■ Page
====
FinTech Outlook for 2023, by Top Sectors

For the Fintech industry, it’s a New Year accompanied by concerns from 2022.

The record-high times in 2021 of investment, transaction volume, release of new products & features, market expansion — have disappeared. Last year introduced a bleak industry outlook. 2023 is expected to come with a reckoning.

Mixed signals from the economy between contraction and improvement with unemployment, consumer spend, and other key indicators. Concerns with rising inflation causing interest rates to increase, directly impacting sectors (such as lending) and slowing critical activity (such as home purchases). Investors, founders, startups, enterprises are all uneasy.

What does this mean for fintech at the start of 2023? More of what we saw in the last half of 2022 — caution ahead.

Minimal investments as investors change priorities from growth to profitability, which cascades to companies going lean with less spend.

Hiring paused, with many fintechs (public & private) announcing layoffs — Amazon, Plaid, Twitter, Coinbase, Meta are a few of the well-known companies with cutbacks last year.

Additionally, new projects, products, and expansion opportunities are delayed as firms focus on core revenue streams. Roadmap discussions are less ambitious than in previous years — lack of emphasis with new developments and an increased focus to reinforce what’s working.

Consolidation is a term that becomes common in 2023. Startups in saturated markets surviving on their last round are struggling to gain new investment — the choice comes down to being acquired or shutting down. Without a buyer, companies are announcing business closure (Wyre failed to be acquired by Bolt last Sept. and disclosed operations will cease at the end of Jan.). The struggle comes down to companies navigating the industry turbulence, which will vary based on sector.

What’s the Play, by Fintech Sector

Payments (P2P, B2B, Invoicing): As the first (and most established sector), the payments space is the most competitive and transaction-focused. End-users are extremely price-sensitive, which pushes platforms in a race to 0 with fees. Lowest cost is the main decision factor — partnerships are won and loss off of basis points (or bps), the % of a transaction that companies pay to be able to accept a customer’s payment.

Traditional payments (Peer-to-Peer transfers, ACH, wires, card processing) will continue down this path in 2023 of lowering costs to attract new clients. Business-to-business (B2B) and cross-border transacting are the areas most open for startups and less-established players to win market share — they’re also the most complex, based on higher dollar amounts and increased risk for money laundering. The common thread for both is increasing speed + convenience, which no one company has completely figured out. Invoicing solutions for businesses (of all sizes) are the best play for fintechs this year.

Digital-only (Neobank, Challenger Bank) for Individuals: Major markets (such as the US & UK) are packed to the brim with neobanks and challenger banks fighting for primary account relationships and card spend. In early 2022, many of these fintechs struggled to maintain user activity on their platform — interchange revenue (derived when a user swipes their debit or credit card for a purchase, paid by merchants) started to decrease. Without this core revenue driver, single-product neobanks started burning through cash at a higher rate and were forced to cut down on staff (e.g. Varo in July) or shut down prematurely. There was also a declining trend in digital account opening (estimated at 45% last year).
====
Dataset rows
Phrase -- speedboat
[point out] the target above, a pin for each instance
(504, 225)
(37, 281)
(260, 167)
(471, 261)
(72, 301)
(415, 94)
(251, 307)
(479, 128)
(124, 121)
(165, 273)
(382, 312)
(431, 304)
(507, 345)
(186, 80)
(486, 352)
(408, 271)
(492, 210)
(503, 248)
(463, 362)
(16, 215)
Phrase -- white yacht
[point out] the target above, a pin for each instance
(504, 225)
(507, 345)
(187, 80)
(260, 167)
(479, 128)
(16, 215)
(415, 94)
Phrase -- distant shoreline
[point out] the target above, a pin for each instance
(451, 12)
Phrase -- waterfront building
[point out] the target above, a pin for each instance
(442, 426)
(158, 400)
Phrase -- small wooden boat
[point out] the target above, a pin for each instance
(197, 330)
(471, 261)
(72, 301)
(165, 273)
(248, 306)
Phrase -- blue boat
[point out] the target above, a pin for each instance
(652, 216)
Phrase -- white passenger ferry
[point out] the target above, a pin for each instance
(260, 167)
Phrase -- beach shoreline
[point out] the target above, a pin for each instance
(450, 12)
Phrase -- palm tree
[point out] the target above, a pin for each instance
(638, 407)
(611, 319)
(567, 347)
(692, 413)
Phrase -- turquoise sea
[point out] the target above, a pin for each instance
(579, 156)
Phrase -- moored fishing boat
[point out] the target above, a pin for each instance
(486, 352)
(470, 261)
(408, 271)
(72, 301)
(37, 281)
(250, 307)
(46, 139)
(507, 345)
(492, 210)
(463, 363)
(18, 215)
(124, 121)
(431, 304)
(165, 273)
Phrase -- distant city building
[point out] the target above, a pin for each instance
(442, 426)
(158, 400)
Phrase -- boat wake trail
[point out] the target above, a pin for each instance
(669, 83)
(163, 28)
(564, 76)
====
Please name the neobank that the fintech outlook gives as an example of cutting staff in July.

■ Expected answer
Varo